## AIM OF THE EXERCISE
Only one stretch of the listing below is wanted. Give it again exactly, from the line with "positive clicks: (460, 185)" through the line with "189L455 201L472 193L462".

## DATA FOR THIS EXERCISE
========================

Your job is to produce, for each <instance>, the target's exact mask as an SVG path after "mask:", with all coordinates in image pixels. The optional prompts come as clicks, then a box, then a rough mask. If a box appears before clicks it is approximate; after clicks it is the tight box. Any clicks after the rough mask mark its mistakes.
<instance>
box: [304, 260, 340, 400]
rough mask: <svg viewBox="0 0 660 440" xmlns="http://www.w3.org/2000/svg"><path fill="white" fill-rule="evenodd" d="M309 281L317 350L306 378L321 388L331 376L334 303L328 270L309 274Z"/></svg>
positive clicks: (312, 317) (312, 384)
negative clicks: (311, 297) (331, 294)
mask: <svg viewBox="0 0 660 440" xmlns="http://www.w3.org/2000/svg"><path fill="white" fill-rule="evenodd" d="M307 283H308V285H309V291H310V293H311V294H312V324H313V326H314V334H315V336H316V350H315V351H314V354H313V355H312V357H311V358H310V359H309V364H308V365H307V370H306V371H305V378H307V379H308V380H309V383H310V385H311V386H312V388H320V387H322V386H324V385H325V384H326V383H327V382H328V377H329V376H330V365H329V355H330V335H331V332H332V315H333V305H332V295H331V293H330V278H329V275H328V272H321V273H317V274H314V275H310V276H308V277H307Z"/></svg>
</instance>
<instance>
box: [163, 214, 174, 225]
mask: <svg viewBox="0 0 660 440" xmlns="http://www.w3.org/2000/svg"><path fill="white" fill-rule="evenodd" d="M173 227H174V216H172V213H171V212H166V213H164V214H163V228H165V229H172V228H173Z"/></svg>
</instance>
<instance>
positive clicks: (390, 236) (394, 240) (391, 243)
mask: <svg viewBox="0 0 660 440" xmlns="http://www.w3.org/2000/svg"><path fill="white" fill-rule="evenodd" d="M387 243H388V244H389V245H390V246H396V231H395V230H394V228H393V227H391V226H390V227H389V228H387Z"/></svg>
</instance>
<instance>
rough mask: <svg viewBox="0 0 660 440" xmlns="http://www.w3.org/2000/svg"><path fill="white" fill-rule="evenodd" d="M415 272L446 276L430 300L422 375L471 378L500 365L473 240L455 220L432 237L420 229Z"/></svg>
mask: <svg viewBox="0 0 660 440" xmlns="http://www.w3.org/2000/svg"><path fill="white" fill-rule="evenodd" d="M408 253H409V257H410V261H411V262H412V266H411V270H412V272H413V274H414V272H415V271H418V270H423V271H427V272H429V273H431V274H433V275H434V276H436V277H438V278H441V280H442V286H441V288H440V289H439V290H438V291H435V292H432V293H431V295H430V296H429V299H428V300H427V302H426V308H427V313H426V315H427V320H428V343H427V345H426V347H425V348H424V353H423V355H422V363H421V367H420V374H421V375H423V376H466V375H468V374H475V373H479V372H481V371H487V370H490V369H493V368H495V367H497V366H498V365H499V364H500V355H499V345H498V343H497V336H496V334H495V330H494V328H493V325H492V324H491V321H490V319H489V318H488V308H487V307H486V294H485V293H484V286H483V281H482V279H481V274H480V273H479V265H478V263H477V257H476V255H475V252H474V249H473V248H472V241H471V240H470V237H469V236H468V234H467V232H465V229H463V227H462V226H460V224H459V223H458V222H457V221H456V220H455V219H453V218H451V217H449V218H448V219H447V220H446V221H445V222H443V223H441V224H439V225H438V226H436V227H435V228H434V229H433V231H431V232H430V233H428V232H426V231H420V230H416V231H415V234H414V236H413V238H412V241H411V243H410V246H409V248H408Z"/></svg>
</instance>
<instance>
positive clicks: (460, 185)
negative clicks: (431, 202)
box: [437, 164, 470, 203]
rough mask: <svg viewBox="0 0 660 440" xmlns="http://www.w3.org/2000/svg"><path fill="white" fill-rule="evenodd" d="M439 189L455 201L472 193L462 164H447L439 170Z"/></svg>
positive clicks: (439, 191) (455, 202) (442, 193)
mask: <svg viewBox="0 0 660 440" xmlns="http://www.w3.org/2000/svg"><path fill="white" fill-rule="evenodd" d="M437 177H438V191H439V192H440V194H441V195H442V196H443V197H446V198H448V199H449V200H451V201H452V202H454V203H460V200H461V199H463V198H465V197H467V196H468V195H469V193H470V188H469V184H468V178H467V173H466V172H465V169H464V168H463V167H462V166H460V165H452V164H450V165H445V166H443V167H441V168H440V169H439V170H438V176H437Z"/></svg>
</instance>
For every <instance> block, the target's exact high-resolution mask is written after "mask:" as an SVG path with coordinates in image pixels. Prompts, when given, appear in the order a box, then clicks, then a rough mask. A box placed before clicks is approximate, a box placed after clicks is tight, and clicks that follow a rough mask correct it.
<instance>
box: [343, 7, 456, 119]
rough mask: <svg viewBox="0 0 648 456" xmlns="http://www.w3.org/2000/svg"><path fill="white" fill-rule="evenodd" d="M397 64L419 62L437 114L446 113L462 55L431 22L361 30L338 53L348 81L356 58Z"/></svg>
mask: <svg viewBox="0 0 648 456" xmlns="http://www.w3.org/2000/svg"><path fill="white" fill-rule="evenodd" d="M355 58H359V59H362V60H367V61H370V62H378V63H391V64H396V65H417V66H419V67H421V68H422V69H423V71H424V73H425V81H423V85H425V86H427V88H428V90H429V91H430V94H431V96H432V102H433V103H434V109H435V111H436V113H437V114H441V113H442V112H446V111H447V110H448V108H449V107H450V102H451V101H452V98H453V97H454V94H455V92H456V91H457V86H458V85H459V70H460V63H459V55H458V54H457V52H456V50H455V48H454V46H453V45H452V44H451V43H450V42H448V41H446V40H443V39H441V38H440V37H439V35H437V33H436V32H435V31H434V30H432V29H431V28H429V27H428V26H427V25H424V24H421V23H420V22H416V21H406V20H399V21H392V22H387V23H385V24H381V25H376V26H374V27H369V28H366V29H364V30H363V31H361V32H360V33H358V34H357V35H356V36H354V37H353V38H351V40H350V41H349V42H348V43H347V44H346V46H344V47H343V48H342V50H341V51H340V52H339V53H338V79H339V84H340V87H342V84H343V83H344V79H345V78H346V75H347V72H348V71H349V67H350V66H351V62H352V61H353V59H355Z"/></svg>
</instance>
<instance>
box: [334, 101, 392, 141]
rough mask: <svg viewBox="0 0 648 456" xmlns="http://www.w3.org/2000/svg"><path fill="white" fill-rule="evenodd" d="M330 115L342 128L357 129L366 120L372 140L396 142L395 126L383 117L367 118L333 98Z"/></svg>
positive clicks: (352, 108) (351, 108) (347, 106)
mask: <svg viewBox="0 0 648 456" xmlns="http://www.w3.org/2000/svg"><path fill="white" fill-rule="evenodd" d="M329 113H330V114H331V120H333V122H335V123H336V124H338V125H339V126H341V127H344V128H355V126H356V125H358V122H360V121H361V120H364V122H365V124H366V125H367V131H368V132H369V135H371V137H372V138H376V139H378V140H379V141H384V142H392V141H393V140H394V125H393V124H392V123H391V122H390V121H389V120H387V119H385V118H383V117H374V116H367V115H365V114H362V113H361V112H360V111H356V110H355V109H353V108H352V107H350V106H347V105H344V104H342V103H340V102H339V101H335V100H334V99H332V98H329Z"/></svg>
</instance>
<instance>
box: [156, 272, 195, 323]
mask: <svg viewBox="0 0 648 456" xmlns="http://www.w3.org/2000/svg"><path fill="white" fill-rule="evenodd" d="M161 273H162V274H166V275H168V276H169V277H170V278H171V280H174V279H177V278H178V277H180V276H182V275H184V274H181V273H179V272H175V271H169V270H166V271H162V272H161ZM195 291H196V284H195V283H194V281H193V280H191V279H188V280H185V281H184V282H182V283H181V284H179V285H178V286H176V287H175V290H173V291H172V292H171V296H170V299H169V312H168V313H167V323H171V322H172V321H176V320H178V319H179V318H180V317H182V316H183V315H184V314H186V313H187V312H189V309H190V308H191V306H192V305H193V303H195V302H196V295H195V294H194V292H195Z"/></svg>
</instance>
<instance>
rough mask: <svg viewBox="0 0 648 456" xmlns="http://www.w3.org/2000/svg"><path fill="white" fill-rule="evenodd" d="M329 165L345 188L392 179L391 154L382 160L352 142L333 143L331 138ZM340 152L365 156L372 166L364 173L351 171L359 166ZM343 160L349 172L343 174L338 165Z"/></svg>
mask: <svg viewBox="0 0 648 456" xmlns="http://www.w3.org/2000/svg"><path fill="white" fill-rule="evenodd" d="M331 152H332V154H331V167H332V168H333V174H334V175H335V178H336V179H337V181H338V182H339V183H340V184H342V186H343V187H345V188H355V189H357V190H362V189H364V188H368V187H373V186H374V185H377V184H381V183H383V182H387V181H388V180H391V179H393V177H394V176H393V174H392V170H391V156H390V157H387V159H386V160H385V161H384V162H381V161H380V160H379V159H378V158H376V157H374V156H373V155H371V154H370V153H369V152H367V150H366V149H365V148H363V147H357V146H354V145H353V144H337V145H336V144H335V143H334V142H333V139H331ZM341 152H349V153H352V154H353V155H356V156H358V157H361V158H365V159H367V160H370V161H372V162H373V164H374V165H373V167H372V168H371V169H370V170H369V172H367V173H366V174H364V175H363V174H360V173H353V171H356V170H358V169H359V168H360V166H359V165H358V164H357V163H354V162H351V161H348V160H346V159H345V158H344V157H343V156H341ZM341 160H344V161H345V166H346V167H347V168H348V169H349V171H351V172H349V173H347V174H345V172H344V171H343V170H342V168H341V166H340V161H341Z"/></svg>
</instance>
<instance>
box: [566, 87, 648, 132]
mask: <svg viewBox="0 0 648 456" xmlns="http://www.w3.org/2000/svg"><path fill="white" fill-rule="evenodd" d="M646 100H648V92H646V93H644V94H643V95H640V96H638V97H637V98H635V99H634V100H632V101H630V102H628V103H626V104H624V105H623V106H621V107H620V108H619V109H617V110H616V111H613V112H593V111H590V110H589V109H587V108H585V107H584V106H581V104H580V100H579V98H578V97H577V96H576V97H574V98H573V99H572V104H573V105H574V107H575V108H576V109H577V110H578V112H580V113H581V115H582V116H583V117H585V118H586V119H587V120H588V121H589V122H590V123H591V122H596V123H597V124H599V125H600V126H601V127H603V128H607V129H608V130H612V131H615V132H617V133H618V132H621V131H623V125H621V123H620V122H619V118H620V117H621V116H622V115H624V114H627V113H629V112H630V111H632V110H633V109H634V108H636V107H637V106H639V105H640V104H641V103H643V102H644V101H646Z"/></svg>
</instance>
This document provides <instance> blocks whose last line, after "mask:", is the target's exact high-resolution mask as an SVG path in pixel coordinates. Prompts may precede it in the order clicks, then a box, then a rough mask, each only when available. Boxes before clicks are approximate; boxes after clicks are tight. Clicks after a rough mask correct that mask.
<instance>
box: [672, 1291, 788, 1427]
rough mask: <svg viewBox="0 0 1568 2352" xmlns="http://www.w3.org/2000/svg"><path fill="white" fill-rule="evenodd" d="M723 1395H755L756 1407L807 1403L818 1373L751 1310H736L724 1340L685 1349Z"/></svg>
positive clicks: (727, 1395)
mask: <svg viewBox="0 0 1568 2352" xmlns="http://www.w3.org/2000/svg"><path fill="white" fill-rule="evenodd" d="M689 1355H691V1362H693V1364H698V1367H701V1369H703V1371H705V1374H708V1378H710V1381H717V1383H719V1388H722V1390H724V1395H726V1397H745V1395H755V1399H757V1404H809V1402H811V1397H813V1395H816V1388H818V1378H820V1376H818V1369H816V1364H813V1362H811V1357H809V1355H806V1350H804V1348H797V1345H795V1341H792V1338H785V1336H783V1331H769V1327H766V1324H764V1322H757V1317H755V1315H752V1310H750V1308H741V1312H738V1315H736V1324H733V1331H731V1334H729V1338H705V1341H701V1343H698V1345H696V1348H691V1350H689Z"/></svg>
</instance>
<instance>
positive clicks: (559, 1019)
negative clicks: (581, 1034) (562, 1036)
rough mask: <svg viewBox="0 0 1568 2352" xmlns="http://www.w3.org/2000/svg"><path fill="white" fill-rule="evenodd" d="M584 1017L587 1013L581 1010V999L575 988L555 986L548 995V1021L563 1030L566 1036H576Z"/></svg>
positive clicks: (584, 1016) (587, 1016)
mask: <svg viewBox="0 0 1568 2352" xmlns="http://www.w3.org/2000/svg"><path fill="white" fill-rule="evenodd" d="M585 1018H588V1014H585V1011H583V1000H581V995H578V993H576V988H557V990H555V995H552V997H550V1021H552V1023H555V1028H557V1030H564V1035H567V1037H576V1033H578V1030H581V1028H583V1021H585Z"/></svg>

========================

## REPLY TO THE TASK
positive clicks: (460, 185)
negative clicks: (431, 202)
box: [437, 164, 470, 203]
rough mask: <svg viewBox="0 0 660 440" xmlns="http://www.w3.org/2000/svg"><path fill="white" fill-rule="evenodd" d="M439 189L455 201L472 193L462 164H447L439 170Z"/></svg>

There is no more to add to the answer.